- What to do
Retype the lines below without changing anything, and leave the pictures out of your answer.

>> start

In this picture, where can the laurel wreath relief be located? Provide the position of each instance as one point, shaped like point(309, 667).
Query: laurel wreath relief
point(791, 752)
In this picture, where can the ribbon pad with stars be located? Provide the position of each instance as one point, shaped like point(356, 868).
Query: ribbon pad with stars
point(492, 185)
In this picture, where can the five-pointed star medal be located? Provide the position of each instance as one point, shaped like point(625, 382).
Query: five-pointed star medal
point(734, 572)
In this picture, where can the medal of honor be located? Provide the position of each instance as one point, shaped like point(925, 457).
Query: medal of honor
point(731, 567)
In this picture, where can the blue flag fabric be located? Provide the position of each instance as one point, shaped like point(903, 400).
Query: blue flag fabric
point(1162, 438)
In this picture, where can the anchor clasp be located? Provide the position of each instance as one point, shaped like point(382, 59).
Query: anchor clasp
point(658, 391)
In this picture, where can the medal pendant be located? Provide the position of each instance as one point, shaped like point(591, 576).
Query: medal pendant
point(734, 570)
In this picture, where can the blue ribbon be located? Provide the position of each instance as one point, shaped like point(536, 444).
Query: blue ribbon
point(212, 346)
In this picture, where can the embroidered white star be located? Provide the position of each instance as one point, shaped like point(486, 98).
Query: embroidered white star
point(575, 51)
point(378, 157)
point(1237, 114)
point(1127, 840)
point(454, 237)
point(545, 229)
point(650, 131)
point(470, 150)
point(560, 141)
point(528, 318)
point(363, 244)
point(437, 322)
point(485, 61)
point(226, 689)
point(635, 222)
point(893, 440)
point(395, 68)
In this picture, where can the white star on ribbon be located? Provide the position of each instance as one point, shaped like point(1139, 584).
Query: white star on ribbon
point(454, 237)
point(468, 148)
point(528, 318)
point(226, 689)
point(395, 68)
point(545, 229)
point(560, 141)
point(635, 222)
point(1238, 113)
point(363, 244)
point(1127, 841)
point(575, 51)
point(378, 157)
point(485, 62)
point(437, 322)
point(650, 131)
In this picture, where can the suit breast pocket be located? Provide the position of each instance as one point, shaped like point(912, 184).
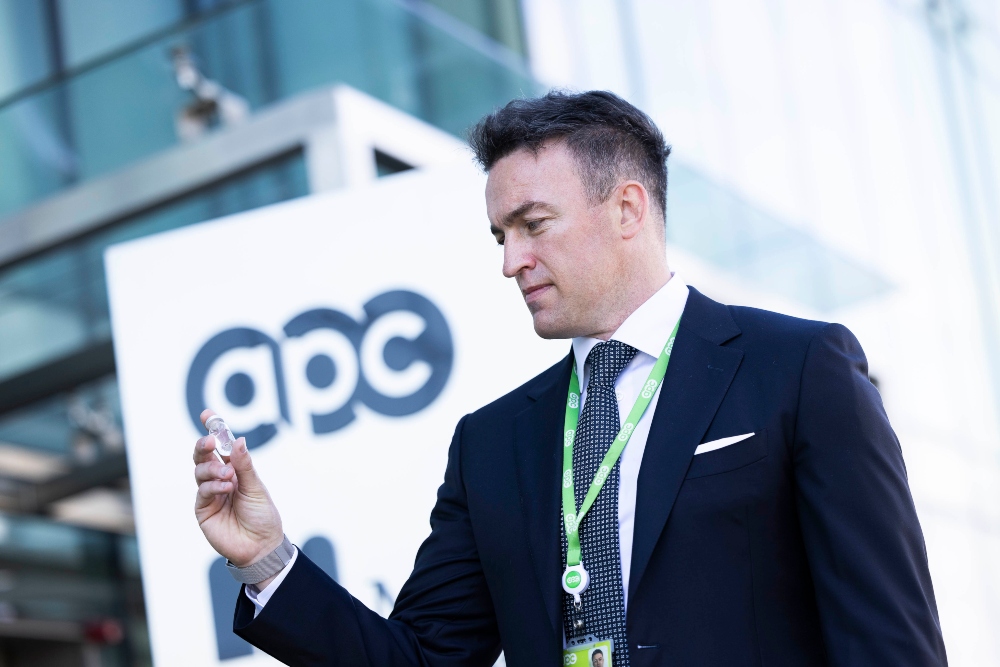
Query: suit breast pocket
point(733, 457)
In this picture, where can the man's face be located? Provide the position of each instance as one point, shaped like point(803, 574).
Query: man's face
point(564, 251)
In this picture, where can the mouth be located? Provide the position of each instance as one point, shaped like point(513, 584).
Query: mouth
point(535, 292)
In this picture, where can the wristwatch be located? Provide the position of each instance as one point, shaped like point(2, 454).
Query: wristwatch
point(266, 567)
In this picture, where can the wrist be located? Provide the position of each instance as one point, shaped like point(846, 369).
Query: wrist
point(262, 570)
point(268, 547)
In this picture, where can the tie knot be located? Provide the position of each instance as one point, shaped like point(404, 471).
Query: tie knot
point(608, 360)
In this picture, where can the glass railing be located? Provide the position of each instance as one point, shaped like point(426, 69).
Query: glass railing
point(108, 116)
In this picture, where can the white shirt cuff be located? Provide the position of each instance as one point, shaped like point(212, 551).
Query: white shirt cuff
point(260, 597)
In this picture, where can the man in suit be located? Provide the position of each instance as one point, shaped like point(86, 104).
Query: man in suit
point(743, 497)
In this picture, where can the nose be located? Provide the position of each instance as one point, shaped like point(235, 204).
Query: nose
point(517, 256)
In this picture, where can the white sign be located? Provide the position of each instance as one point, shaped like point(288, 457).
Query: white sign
point(345, 335)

>> end

- Reply
In this picture, where can the laurel wreath relief be located? Provide the position of each instance as one point, shaped like point(309, 667).
Query: laurel wreath relief
point(791, 752)
In this picture, where can the ribbon pad with stars be located? Provide the position of each instance as one point, shaped like point(356, 868).
Query: ribbon pad with stars
point(492, 185)
In this picture, where can the five-pointed star medal be located? Provide the position of each instance as one point, shaped like point(625, 382).
Query: five-pointed star medal
point(734, 572)
In this picture, where can the medal of honor be located? Provide the position of each instance as one point, shaped like point(925, 457).
Query: medal of honor
point(731, 567)
In this picture, where can the blue flag fabric be located? Provide the position of each instance as one point, shaped like point(903, 400).
Query: blue flag fabric
point(1162, 438)
In this picture, where can the anchor clasp be located? Provide the position of each instance as one point, shaped like point(382, 59).
Query: anchor clasp
point(658, 391)
In this picture, where can the medal pendant be located? Provide the position of each instance as one point, shaped like point(591, 576).
Query: medal pendant
point(734, 570)
In this picture, where can the blue ribbon be located? Provide the position of each instance as one point, shaped like point(536, 444).
Query: blue ribbon
point(212, 346)
In this picture, where can the embroidered white star be located? Provide the position of each instance as one point, shaped like point(486, 98).
Query: embroidered white star
point(575, 51)
point(378, 157)
point(1237, 114)
point(1127, 840)
point(454, 237)
point(545, 229)
point(650, 131)
point(470, 150)
point(560, 141)
point(528, 318)
point(363, 244)
point(437, 322)
point(485, 61)
point(226, 689)
point(635, 222)
point(893, 440)
point(395, 68)
In this picture, where can the white star on ribbon be located? Provide the position of each instance as one point, shaped like point(1139, 584).
Query: white star on ribbon
point(454, 237)
point(468, 148)
point(528, 318)
point(226, 689)
point(395, 68)
point(545, 229)
point(560, 141)
point(635, 222)
point(1238, 113)
point(363, 244)
point(1127, 841)
point(575, 51)
point(378, 157)
point(485, 62)
point(437, 322)
point(650, 131)
In this picture, where can the suit breast pocket be located? Provide the position of each instance as one point, shaped like point(912, 184).
Query: suit breast pocket
point(733, 457)
In this picture, where can the man's face be located? Provide the position of each instance as one point, shaped like point(803, 574).
Query: man's face
point(564, 251)
In this picture, where can the mouth be located? Provide the position of each instance as one point, shaped like point(513, 584).
Query: mouth
point(535, 292)
In this picture, where can the wristwatch be located? Provide the position of each instance as one point, shaped like point(2, 454).
Query: wristwatch
point(266, 567)
In this picture, where can the wrist be located? Provide the position of each instance as one point, shaped like point(846, 369).
Query: wrist
point(262, 570)
point(268, 547)
In this picture, where can the tie knot be located? Provide the position of each instance as one point, shaped like point(404, 471).
Query: tie knot
point(608, 360)
In this picture, where can the glass railing be located? Provide the position of each instance as one point, shaped like point(426, 69).
Query: glass railing
point(108, 116)
In this picture, where can the white shirt cuff be located? Provide the position of each instance as one point, shaped like point(212, 551).
Query: white shirt cuff
point(260, 597)
In this picture, where can the man in suit be located? Provide the position of each instance as one point, shaped like point(86, 104).
Query: man in suit
point(743, 497)
In this picture, where can the nose be located? Provide the position of each instance as one point, shaped like point(235, 204).
Query: nose
point(517, 256)
In this picture, where can the white sign be located? Provide the position of each instance as one point, shaped like point(288, 457).
Query: white sign
point(345, 335)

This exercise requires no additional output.